What the task requires >> The entries must be set down again word for word; no pictures belong in the copy.

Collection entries
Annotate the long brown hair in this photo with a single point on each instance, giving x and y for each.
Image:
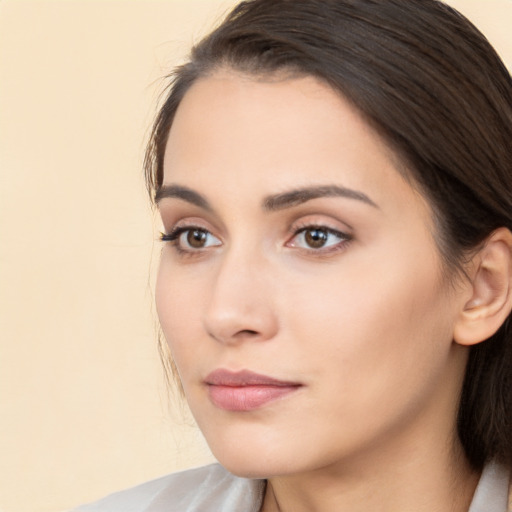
(438, 93)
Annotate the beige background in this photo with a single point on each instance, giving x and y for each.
(83, 407)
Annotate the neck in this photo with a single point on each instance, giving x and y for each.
(417, 483)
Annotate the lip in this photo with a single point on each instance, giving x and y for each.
(245, 390)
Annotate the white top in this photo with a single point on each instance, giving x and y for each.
(212, 489)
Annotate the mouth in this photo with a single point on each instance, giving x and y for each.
(245, 391)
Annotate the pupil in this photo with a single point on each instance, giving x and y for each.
(316, 238)
(196, 238)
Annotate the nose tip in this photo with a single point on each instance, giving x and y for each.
(233, 326)
(240, 308)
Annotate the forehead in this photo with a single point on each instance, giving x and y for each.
(240, 131)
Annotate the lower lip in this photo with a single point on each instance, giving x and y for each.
(246, 398)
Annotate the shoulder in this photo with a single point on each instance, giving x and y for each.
(204, 489)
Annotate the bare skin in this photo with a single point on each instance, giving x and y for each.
(300, 252)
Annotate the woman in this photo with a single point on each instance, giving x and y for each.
(334, 181)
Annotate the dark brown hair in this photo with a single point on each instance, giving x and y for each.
(438, 93)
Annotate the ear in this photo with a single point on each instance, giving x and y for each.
(490, 290)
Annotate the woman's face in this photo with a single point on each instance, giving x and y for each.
(300, 289)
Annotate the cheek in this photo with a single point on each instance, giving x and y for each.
(373, 327)
(178, 300)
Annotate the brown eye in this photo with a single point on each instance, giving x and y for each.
(196, 238)
(315, 237)
(319, 239)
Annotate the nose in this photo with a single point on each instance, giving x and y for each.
(240, 307)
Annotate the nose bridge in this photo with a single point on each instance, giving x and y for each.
(240, 303)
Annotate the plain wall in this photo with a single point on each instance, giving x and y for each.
(83, 405)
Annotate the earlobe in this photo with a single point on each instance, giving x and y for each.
(491, 291)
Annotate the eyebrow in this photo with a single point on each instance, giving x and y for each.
(302, 195)
(270, 203)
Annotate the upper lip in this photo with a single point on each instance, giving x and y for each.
(222, 377)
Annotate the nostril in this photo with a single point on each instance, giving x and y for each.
(247, 332)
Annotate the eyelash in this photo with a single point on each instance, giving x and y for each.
(174, 238)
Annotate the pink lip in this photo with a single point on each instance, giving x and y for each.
(245, 390)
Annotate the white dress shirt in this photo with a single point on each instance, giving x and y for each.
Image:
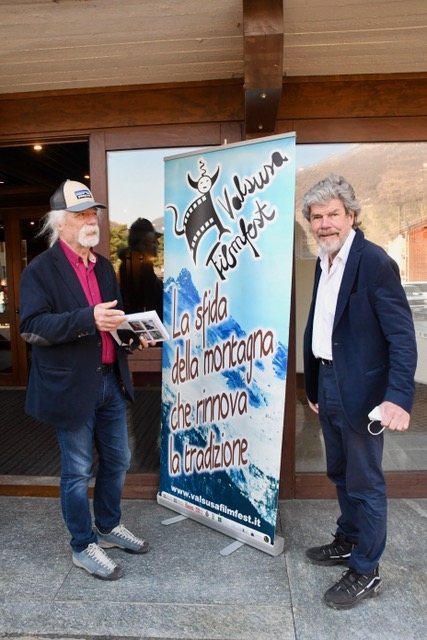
(326, 299)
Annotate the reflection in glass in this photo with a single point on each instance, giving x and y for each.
(5, 348)
(390, 180)
(136, 210)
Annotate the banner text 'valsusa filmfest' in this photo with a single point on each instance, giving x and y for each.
(229, 218)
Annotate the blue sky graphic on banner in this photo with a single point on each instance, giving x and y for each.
(229, 222)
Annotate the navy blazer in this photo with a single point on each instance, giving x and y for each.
(65, 377)
(374, 348)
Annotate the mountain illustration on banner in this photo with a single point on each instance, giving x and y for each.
(251, 487)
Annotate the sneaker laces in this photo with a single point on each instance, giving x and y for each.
(351, 581)
(95, 552)
(125, 534)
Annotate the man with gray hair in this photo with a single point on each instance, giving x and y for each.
(360, 354)
(79, 378)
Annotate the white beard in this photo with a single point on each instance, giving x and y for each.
(89, 235)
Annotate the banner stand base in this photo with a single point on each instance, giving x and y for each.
(174, 520)
(274, 549)
(231, 548)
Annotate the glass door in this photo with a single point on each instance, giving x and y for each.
(18, 245)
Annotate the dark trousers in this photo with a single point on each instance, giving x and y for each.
(354, 464)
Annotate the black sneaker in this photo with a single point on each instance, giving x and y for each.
(337, 552)
(352, 588)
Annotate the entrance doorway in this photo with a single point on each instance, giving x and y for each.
(18, 245)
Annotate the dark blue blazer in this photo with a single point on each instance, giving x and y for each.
(64, 378)
(374, 348)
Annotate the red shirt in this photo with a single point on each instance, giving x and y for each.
(90, 286)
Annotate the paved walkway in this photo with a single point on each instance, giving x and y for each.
(184, 589)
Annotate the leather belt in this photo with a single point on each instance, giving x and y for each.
(106, 368)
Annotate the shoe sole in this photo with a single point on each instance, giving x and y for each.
(115, 575)
(329, 563)
(373, 593)
(111, 545)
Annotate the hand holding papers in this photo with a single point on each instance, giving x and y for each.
(146, 325)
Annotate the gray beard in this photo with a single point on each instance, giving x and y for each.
(86, 237)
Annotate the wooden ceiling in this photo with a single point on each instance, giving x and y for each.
(52, 45)
(60, 44)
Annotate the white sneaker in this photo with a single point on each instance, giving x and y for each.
(96, 562)
(122, 538)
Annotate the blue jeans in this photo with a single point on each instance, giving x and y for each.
(354, 464)
(107, 429)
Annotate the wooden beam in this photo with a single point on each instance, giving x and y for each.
(263, 63)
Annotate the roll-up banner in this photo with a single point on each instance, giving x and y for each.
(229, 227)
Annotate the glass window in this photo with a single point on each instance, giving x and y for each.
(136, 210)
(390, 181)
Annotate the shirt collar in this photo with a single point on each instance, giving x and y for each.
(73, 256)
(342, 253)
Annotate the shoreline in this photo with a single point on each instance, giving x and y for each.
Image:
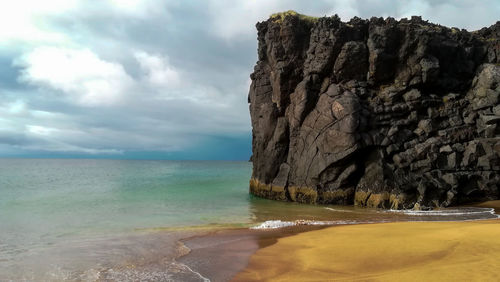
(404, 251)
(224, 254)
(220, 254)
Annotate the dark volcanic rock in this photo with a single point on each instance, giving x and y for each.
(379, 112)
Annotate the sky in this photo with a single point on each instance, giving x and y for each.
(150, 79)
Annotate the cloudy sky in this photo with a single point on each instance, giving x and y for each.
(153, 79)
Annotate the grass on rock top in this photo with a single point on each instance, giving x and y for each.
(280, 17)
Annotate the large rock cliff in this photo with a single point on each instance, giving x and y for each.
(378, 113)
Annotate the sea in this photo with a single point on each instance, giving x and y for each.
(126, 220)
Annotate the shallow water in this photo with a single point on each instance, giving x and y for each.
(120, 220)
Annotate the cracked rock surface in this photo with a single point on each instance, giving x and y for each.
(377, 113)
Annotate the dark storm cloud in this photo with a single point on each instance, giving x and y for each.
(119, 78)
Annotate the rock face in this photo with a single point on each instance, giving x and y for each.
(377, 113)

Solved exercise >>
Annotate the long brown hair in this photo with a single point on each instance, giving x and y for each.
Image:
(438, 93)
Annotate the beige background in this photo with a single point on each instance, giving x and y for each.
(83, 407)
Annotate the neck in this photo with a single point on each instance, giving x and y for each.
(417, 483)
Annotate the lip in this photo with a single point on each instance, giving x and y for each.
(245, 390)
Annotate the white top in this photo with a single point on each instance, giving x and y for each.
(212, 489)
Annotate the mouth in this photo with a single point on each instance, giving x and y for each.
(245, 391)
Annotate the pupil in this photo with a single point on each instance, giving x and y for each.
(316, 238)
(196, 238)
Annotate the nose tip in this photo with a single point on each instance, giving x and y for each.
(233, 326)
(240, 308)
Annotate the forehead in this photo with a single point on each instance, giving x and y for each.
(240, 131)
Annotate the lower lip in this photo with a single point on each instance, giving x and y for each.
(246, 398)
Annotate the shoulder in this photo with a single point on each instance, giving x and y for each.
(204, 489)
Annotate the bare skin in this photo with a single point on each instance, giving x and y for each.
(300, 252)
Annotate the woman in this photo with a single point on each instance, giving x and y for each.
(334, 181)
Annotate the dark brown hair in this photo with a single point on each instance, giving x and y for each.
(438, 93)
Annotate the ear in this photo with a single point on each instance, giving x and y for each.
(490, 290)
Annotate the woman's face in this photo with a single point on each instance, giving x and y for each.
(300, 289)
Annotate the cheek in this photo with a single point on each instance, giving x and y for each.
(373, 327)
(178, 300)
Annotate the brown eye in this photo with a single point on each instance, giving x and y for each.
(196, 238)
(315, 237)
(319, 239)
Annotate the nose in this photo with a single point on each instance, giving x and y for each.
(240, 307)
Annotate the nose bridge in this photo with a single point on each instance, giving x and y for each.
(240, 303)
Annotate the plain wall in this photo with a single point on each instance, giving x and y for each.
(83, 405)
Annotate the earlobe in this photo with a single point on each instance, giving x and y for each.
(491, 291)
Annotate the eyebrow in this photo with a single point on each instance, giving x and y for each.
(302, 195)
(270, 203)
Annotate the upper lip in this photo with a single point on each instance, giving x and y for each.
(222, 377)
Annotate the nostril in this photo with a single point on each instance, giving x and y for each.
(247, 332)
Annotate the eyelash in this photo with a single point on each instance, giving x and y for each.
(174, 238)
Annotate the pink lip in this photo with a single point on each instance, giving x and y for each.
(245, 390)
Annotate the white dress shirt in this photo with a single point on each instance, giving x and y for each.
Image:
(326, 299)
Annotate the reflection in glass in this photo with a single point on each instance, giving x and y for each.
(5, 348)
(390, 180)
(136, 210)
Annotate the banner text 'valsusa filmfest' in this photo with a single point on each instance, giving x and y for each.
(229, 218)
Annotate the blue sky graphic on banner in this photo with a single point on each instance, giving x and y for each.
(229, 222)
Annotate the navy blazer in this photo with a single point on each instance, giving x and y for each.
(65, 377)
(374, 348)
Annotate the mountain illustration on banner in this photo with a single point on each instance, giving x and y for each.
(251, 487)
Annotate the sneaker laces in this photo with a single point on each instance, giving x and y for each.
(351, 581)
(95, 552)
(125, 534)
Annotate the man with gray hair in this photo with a single point on each instance, giving x and y for each.
(360, 354)
(79, 378)
Annotate the white beard in this photo with a single point on each instance, giving x and y for each.
(89, 235)
Annotate the banner stand base in this photo with a single point on each instance, giving x and y for each.
(174, 520)
(274, 549)
(231, 548)
Annotate the glass door in this photo with a single point on each instance, giving x and y for each.
(18, 245)
Annotate the dark trousers in this photo with a single point on each instance, giving x and y for each.
(354, 464)
Annotate the black sneaker in this photo with a single point on each instance, giving x and y for each.
(337, 552)
(352, 588)
Annotate the entrance doorway in this photo with a single point on each instance, giving x and y for each.
(18, 245)
Annotate the dark blue blazer in this photo with a single point on each instance, giving x and y for each.
(64, 378)
(374, 348)
Annotate the red shirt in this photo with a single point on each instance, giving x and y for each.
(90, 286)
Annotate the paved walkway in this photo with a single point on each instance, giving x and y for each.
(184, 589)
Annotate the leather belt in this photo with a single point on each instance, giving x and y for each.
(106, 368)
Annotate the shoe sole in this photo with a single point on each instance, giving x and y for each.
(115, 575)
(329, 563)
(373, 593)
(111, 545)
Annotate the hand holding papers in this photo with a single point on each instance, giving x and y for each.
(146, 325)
Annotate the gray beard in this photo with a single point on each instance, giving x and y for each.
(86, 237)
Annotate the wooden ceiling in this photo with a single point on each instance, giving x and y for each.
(52, 45)
(60, 44)
Annotate the white sneaker in this photo with a single point on each instance, giving x and y for each.
(96, 562)
(122, 538)
Annotate the blue jeans in this photo with a single point on each instance, giving x and y for each.
(354, 464)
(107, 429)
Annotate the wooden beam in this photo with a single point on each instance, giving x and y for each.
(263, 63)
Annotate the roll-up banner in this photo with a single point on each instance, giving x and y for each.
(229, 227)
Annotate the glass window in this photo with a single point on each instance, giving x and y for each.
(136, 210)
(390, 181)
Annotate the shirt collar in this photo with a single point on each instance, giving x and y for each.
(73, 256)
(342, 253)
Annotate the shoreline in this photo with a single point on each instance, giving x and y for each.
Image:
(404, 251)
(224, 254)
(220, 254)
Annotate the dark volcanic rock in this photo with a single point on each instance, giving x and y for each.
(379, 112)
Annotate the sky in this photo with a single point on each instance, giving x and y for each.
(150, 79)
Annotate the cloudy sky in this photo with a single point on each instance, giving x and y for each.
(153, 79)
Annotate the grass on rock top in this photo with a single point on each instance, giving x and y for each.
(280, 17)
Annotate the large rock cliff in this photo with a single point on each instance, giving x and y for each.
(378, 113)
Annotate the sea in this photo with a single point on each instance, giving x and y for each.
(126, 220)
Annotate the shallow water in this photo with a single point on each instance, giving x and y for each.
(120, 220)
Annotate the cracked rock surface in this photo with a single point on each instance, giving x and y for each.
(377, 113)
Annotate the dark storm cloud in this photo with a single point on each instance, giving x and y for each.
(119, 78)
Annotate the rock face in this photo with a single point on each instance, giving x and y for each.
(377, 113)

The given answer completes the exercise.